[Records to process]

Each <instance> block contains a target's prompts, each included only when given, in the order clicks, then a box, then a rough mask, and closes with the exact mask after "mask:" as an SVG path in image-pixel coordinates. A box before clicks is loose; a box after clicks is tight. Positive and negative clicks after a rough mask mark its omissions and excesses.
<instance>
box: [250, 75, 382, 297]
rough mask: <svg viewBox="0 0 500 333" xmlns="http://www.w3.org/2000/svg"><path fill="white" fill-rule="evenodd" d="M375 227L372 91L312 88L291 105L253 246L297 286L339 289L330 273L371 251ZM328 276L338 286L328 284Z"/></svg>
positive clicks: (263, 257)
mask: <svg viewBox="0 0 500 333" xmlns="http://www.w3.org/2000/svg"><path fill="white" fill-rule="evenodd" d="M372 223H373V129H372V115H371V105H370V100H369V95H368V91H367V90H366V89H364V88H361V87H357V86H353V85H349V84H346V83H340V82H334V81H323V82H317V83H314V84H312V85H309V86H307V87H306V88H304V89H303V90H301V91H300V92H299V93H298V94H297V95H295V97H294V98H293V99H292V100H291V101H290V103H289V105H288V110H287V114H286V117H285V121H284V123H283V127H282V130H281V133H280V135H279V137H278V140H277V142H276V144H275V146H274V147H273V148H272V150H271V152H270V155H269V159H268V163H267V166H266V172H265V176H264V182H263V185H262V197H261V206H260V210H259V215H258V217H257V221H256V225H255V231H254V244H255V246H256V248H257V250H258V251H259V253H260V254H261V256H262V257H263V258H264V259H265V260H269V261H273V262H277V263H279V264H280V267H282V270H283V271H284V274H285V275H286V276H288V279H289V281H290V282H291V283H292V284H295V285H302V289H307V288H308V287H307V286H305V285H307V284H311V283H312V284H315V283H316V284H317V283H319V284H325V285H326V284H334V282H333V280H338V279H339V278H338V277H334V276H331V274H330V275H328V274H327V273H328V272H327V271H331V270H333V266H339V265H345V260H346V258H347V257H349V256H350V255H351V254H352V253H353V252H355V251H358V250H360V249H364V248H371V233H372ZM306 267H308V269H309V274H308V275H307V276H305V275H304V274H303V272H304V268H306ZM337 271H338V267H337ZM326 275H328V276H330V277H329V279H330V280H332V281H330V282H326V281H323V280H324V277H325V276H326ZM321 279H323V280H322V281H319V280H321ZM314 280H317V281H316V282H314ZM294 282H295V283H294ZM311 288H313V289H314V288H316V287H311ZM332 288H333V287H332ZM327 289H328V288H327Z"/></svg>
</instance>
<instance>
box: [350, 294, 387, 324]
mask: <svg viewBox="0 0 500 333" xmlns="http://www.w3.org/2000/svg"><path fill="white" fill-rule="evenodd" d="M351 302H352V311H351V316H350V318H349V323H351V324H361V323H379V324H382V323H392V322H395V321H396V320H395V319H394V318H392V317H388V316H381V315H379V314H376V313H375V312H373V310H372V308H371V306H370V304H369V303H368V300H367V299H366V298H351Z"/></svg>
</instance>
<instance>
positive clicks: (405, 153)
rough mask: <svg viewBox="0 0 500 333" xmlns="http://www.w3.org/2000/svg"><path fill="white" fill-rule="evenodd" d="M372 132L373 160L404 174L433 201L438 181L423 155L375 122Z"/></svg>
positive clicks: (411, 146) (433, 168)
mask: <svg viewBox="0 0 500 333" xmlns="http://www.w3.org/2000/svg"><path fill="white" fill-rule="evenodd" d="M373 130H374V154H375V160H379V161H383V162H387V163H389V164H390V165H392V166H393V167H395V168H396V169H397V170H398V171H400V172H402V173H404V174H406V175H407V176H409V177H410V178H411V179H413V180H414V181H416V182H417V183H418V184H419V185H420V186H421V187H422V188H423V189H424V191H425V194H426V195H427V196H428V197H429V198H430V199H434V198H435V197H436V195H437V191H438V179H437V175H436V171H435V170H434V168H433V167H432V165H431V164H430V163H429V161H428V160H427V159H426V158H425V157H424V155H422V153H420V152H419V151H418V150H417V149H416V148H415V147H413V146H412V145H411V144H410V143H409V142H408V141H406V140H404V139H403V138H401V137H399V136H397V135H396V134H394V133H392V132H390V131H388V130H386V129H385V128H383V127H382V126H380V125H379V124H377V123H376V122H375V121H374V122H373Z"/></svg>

[What you will do] Restate the data above in full, keeping every word as it is.

[Output]
Each <instance> block contains a target's prompts, each included only when given, in the order clicks, then a box, then a rough mask, and closes with the exact mask after "mask:" as an SVG path in image-pixel coordinates. A box before clicks is loose; a box after clicks is tight. Positive and negative clicks after a rough mask mark its omissions and excesses.
<instance>
box: [250, 75, 382, 297]
rough mask: <svg viewBox="0 0 500 333" xmlns="http://www.w3.org/2000/svg"><path fill="white" fill-rule="evenodd" d="M375 227L372 91L312 88L291 105L253 246L297 286L339 289L330 273L371 251ZM328 276L338 286L328 284Z"/></svg>
positive clicks: (263, 257)
mask: <svg viewBox="0 0 500 333" xmlns="http://www.w3.org/2000/svg"><path fill="white" fill-rule="evenodd" d="M372 223H373V129H372V115H371V105H370V100H369V95H368V91H367V90H366V89H364V88H361V87H357V86H353V85H349V84H346V83H340V82H334V81H323V82H317V83H314V84H312V85H309V86H307V87H306V88H304V89H303V90H301V91H300V92H299V93H298V94H297V95H295V97H294V98H293V99H292V100H291V101H290V103H289V105H288V110H287V114H286V117H285V121H284V123H283V127H282V130H281V133H280V135H279V137H278V140H277V142H276V144H275V146H274V147H273V148H272V150H271V152H270V155H269V159H268V163H267V166H266V172H265V176H264V182H263V185H262V197H261V206H260V210H259V215H258V217H257V221H256V225H255V231H254V244H255V246H256V248H257V250H258V251H259V253H260V254H261V256H262V257H263V258H264V259H265V260H269V261H273V262H277V263H279V264H280V267H282V270H283V271H284V274H285V275H286V276H288V279H289V281H290V282H291V283H292V284H295V285H302V289H307V288H308V287H307V286H305V285H307V284H311V283H312V284H315V283H316V284H317V283H319V284H325V285H326V284H334V282H333V280H338V279H339V278H338V277H334V276H331V274H330V275H328V274H327V273H328V272H327V271H331V270H333V266H339V265H345V260H346V258H347V257H349V256H350V255H351V254H352V253H353V252H355V251H358V250H360V249H364V248H371V233H372ZM306 267H308V269H309V274H308V275H307V276H305V275H304V274H303V272H304V268H306ZM337 271H338V267H337ZM326 275H328V276H330V277H329V279H330V280H332V281H330V282H326V281H323V280H324V277H325V276H326ZM321 279H323V280H322V281H319V280H321ZM314 280H317V281H316V282H314ZM294 282H295V283H294ZM311 288H313V289H314V288H316V287H311ZM332 288H333V287H332ZM327 289H328V288H327Z"/></svg>
</instance>
<instance>
box: [350, 294, 387, 324]
mask: <svg viewBox="0 0 500 333" xmlns="http://www.w3.org/2000/svg"><path fill="white" fill-rule="evenodd" d="M351 302H352V311H351V316H350V318H349V323H351V324H361V323H379V324H382V323H392V322H395V321H396V320H395V319H394V318H392V317H388V316H381V315H379V314H376V313H375V312H373V310H372V308H371V306H370V304H369V303H368V300H367V299H366V298H351Z"/></svg>
</instance>
<instance>
positive clicks: (405, 153)
rough mask: <svg viewBox="0 0 500 333" xmlns="http://www.w3.org/2000/svg"><path fill="white" fill-rule="evenodd" d="M372 132L373 160L404 174L433 201L438 181L423 155L375 122Z"/></svg>
positive clicks: (411, 146) (433, 168)
mask: <svg viewBox="0 0 500 333" xmlns="http://www.w3.org/2000/svg"><path fill="white" fill-rule="evenodd" d="M373 130H374V154H375V160H379V161H383V162H387V163H389V164H390V165H392V166H393V167H395V168H396V169H397V170H398V171H400V172H402V173H404V174H406V175H407V176H409V177H410V178H411V179H413V180H414V181H416V182H417V183H418V184H419V185H420V186H421V187H422V188H423V189H424V191H425V194H426V195H427V196H428V197H429V198H430V199H434V198H435V197H436V195H437V191H438V179H437V175H436V171H435V170H434V168H433V167H432V165H431V164H430V163H429V161H428V160H427V159H426V158H425V157H424V155H422V153H420V152H419V151H418V150H417V149H416V148H415V147H413V146H412V145H411V144H410V143H409V142H408V141H406V140H404V139H403V138H401V137H399V136H397V135H396V134H394V133H392V132H390V131H388V130H386V129H385V128H383V127H382V126H380V125H379V124H377V123H376V122H375V121H374V122H373Z"/></svg>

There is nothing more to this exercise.